▶ _Request_:
Which lines in the items below contain the string "jeans"? List each of those lines in full, treating uppercase and lowercase as different.

────────────────────────────────────────

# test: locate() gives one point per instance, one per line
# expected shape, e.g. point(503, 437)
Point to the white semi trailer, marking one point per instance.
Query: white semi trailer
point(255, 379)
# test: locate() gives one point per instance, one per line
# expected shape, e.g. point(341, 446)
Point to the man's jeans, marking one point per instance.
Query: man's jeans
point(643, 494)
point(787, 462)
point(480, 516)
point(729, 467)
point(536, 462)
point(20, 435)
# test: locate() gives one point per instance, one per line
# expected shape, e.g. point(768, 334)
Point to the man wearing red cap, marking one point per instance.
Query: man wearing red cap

────────────────────────────────────────

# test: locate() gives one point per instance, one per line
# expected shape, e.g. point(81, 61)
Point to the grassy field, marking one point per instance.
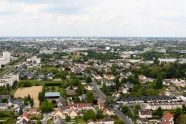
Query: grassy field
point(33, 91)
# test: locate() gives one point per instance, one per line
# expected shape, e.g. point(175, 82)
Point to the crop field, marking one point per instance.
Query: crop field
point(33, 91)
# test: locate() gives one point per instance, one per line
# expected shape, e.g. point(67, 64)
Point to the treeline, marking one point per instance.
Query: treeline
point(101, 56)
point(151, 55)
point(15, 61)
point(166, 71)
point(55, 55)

────────────────────────────────────────

▶ _Full output_:
Point to the man's jeans, marking one point per instance.
Query: man's jeans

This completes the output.